### What you should do
Quote every item below verbatim, leaving the pictures out of your reproduction.

### Excerpted data
>> begin
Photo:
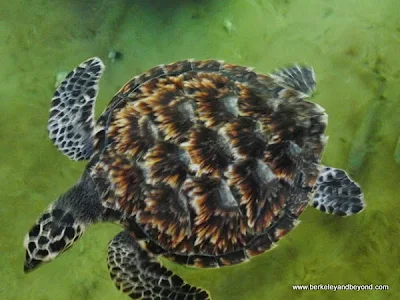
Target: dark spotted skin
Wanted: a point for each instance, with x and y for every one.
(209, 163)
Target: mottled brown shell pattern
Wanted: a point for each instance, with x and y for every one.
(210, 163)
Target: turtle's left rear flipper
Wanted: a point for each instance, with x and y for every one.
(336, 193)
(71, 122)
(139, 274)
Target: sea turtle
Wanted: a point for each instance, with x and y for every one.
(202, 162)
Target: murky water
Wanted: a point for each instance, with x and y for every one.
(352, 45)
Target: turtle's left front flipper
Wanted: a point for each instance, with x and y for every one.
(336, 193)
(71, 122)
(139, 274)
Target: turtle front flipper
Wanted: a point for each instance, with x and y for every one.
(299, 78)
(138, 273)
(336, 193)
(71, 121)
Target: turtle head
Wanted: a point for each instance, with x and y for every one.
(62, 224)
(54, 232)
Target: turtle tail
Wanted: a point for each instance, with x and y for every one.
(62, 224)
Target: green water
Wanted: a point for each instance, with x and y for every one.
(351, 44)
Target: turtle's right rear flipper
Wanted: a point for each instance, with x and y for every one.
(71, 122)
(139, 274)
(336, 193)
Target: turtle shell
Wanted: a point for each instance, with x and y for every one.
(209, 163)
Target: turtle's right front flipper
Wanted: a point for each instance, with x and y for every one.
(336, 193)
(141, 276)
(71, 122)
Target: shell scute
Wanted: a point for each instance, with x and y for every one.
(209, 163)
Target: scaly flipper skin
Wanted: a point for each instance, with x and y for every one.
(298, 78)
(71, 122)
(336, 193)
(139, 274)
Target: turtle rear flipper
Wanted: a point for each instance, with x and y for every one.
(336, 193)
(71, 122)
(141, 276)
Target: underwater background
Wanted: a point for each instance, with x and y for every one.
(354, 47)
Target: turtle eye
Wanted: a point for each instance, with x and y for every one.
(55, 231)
>> end
### Written reply
Photo:
Target: dark spotted skin
Wanted: a point for each instance, with x and y for every one.
(209, 163)
Target: mottled brown shell pattern
Wanted: a point for each instance, with x and y for every one.
(210, 163)
Target: turtle's left rear flipper
Wanted: a point for each instance, with x and y for every one.
(336, 193)
(71, 122)
(139, 274)
Target: sea turtle
Wanted: a point for each instance, with x and y for every one.
(202, 162)
Target: murky water
Wanted: a point for each instance, with x and y for every one.
(352, 45)
Target: turtle's left front flipper
Wanted: a point for each instance, with x and y for every one.
(336, 193)
(71, 122)
(139, 274)
Target: turtle front flipper
Wanted: a point for each instance, with x and y for every one.
(299, 78)
(138, 273)
(336, 193)
(71, 121)
Target: turtle head
Wanted: a point for each instance, with x and y for every one.
(62, 224)
(54, 232)
Target: turtle tail
Wanted: a point for each instance, with x and y for every one.
(62, 224)
Target: green water
Wanted: a point for each instance, with x and y for every one.
(351, 44)
Target: turtle's right rear flipper
Wanted: a point for each instance, with x and y for every one.
(71, 122)
(139, 274)
(336, 193)
Target: turtle shell
Wanted: a point for each instance, with x and y for every one.
(209, 163)
Target: turtle's right front flipper
Wanted: a point for each instance, with x and y for every one.
(336, 193)
(141, 276)
(71, 122)
Target: shell scute
Wanted: a point for each instance, with x and y for every one.
(209, 163)
Target: scaly flipper skin
Wanted: a point for each instance, with x and y for every one.
(298, 78)
(71, 122)
(336, 193)
(139, 274)
Target: turtle rear flipper
Wanted: a point for each instance, with x and y for every one.
(336, 193)
(71, 122)
(141, 276)
Target: underwater background
Wanted: a point for each instance, with x and y for every one.
(354, 47)
Target: turtle eye
Wanted: a point for each instance, with x and y for every one.
(55, 231)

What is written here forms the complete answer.